(Beginning of Extracted data)

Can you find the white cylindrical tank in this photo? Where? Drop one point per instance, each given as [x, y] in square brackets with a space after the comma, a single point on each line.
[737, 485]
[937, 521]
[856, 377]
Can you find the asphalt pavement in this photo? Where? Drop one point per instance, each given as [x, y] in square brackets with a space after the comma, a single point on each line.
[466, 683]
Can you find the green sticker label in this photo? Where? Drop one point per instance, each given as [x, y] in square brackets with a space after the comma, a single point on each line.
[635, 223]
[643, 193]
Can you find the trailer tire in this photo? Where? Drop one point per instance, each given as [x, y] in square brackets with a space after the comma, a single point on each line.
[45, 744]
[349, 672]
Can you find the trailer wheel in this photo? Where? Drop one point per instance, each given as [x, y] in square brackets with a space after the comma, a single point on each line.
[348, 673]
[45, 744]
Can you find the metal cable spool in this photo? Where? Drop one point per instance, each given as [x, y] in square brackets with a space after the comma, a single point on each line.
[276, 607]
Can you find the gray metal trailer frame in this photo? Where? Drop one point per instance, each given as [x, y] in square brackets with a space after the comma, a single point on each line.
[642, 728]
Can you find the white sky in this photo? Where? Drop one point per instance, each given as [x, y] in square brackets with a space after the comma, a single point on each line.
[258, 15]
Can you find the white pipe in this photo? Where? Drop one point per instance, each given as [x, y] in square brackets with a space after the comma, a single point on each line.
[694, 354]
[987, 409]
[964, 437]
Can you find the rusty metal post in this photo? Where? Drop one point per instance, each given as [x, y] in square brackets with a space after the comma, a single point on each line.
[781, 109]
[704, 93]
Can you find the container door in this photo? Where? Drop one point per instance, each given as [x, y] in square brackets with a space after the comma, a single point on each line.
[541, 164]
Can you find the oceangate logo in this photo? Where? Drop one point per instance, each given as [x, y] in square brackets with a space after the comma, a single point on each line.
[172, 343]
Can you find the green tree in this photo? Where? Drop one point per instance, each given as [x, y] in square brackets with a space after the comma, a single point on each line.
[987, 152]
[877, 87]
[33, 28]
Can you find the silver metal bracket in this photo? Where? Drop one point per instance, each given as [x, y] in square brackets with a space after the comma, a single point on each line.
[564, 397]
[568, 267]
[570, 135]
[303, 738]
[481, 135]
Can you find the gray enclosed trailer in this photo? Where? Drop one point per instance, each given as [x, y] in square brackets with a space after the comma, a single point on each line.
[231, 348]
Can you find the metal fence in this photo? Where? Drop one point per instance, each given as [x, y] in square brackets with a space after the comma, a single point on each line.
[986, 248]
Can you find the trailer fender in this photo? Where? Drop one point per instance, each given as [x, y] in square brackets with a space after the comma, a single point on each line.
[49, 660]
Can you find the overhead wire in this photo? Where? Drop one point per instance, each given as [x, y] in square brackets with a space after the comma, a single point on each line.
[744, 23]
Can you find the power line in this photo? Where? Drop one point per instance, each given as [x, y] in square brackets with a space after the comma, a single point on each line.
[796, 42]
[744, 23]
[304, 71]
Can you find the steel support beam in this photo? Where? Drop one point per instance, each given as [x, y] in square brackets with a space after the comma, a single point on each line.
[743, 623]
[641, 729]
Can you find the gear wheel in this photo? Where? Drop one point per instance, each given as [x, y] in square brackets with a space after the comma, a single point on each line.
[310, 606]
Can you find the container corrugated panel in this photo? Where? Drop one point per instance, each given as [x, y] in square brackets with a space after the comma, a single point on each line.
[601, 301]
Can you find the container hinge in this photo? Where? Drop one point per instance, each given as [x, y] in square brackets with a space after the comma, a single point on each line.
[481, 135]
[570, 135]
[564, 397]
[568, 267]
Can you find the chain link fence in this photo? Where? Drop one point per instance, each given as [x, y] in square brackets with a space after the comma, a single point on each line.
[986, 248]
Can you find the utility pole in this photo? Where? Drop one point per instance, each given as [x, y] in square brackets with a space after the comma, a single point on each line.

(End of Extracted data)

What to produce »
Reproduce the listing verbatim.

Finished task »
Can you find the white cylindrical tank in this photo? Where? Drop one point per instance, each given as [x, y] in square brackets with a space after the comma, a single point on each line.
[737, 485]
[937, 521]
[856, 377]
Can you find the asphalt pavement in this photo? Where? Drop one point per instance, each given as [x, y] in square brackets with a space after the comma, a single point on each line.
[466, 683]
Can you find the green sticker label in this photo? Where? Drop one point per instance, each given as [x, y] in square brackets with a space after the comma, a single point on each line.
[635, 223]
[643, 193]
Can you find the trailer tire in this photo? Where? Drop one point per instance, each given as [x, y] in square brackets with a space after the comma, a single point on each line.
[45, 744]
[349, 672]
Can you find the trailer wheel in this photo? Where? Drop one point per instance, each given as [x, y] in square brackets with a space after the comma, a single point on each line.
[348, 673]
[45, 744]
Can you find the metal cable spool in this photo? Where? Drop one point per instance, each given as [x, y] in square brackets with a space after the comma, a single point on each line.
[276, 607]
Can you find the gray metal trailer frame in this photo? Where? Drop one point per instance, each given as [x, y] in square brackets with a space after the comma, a single point on each line.
[642, 728]
Can you find the white sky in this photo? Where? Drop one point per instance, each given as [x, y] in square brackets with a space after the comma, a single point on each line.
[258, 15]
Can you find the white pipe in this photo? Where? Drop one point per instance, each given as [x, y] in square brackets with a space after the comma, a single point on each line.
[694, 354]
[987, 409]
[964, 437]
Can you find the rusty metal post in this photo? Where? Drop one point per instance, each given as [x, y] in square brackets with a space after the comma, a single point on each line.
[781, 109]
[704, 93]
Can you find the container door in this photo? Where? Drop one point per instance, each given as [x, y] in square brackets with a space after the comma, a single point on each line.
[541, 164]
Can you find the oceangate logo in this photo? Where? Drop one point per instance, each given as [x, y] in square brackets with a space after the comma, a single point on each line.
[172, 343]
Can you find the green tree in this photo? Where? Drop one point per instance, each given as [x, y] in square brackets with a space after the comma, a single point on each line.
[987, 152]
[877, 87]
[33, 28]
Can you find the silver metal bracket in this photo? Where? Drop one point per instance, each given as [x, y] in square brackets with a space after the comma, a single point on each line.
[564, 397]
[568, 267]
[570, 135]
[303, 738]
[481, 135]
Can you find the gray enclosed trailer in this photo? Where? Drop one point per instance, each given as [x, y] in square brackets with a space after the comma, a single point on each line.
[231, 348]
Can you find the metal fence in this photo? Where? Drop one point per instance, each given as [x, y] in square brackets with a space after the comma, a single point on each line.
[986, 248]
Can you find the trailer fender in this photo? Where? Drop one point per instance, each given as [x, y] in square brackets with a space after the comma, a single point on each line.
[49, 660]
Can you find the overhead wire in this photo? Where? Drop one point per instance, each given as [x, y] in square brackets with a space after the comma, a single point on each line.
[744, 23]
Can you find the power line in this photo? Where? Drop one point per instance, each given as [x, y] in square brackets with a space after the comma, a single point on each line.
[796, 42]
[744, 23]
[304, 71]
Can you find the steel support beam in this photo? Where? Drop one point per instance, each given as [x, y] in square brackets with a space after the comma, a single point on each line.
[743, 623]
[641, 729]
Can you find the gear wheel in this photo? Where? Drop one point per instance, each given as [x, y] in square brackets with a space after the comma, a single point on each line.
[310, 606]
Can you find the container corrugated panel in this photo? Where? Drop one point per instance, each given as [x, y] in square brackets with a space after the comma, a single point on each line.
[601, 301]
Can you find the container hinge in this photo? Where? Drop one point per instance, each given as [x, y] in square brackets with a space after the comma, a single point on each line.
[481, 135]
[570, 135]
[564, 397]
[568, 267]
Can you find the chain link fence in this photo? Where? Drop one point per instance, each given as [x, y] in square brackets with a space after the comma, a single point on each line.
[986, 248]
Can you find the utility pole in this photo? Where? Drop one point per instance, each given as [x, y] in square brackets with a space after the comma, a single point on each line.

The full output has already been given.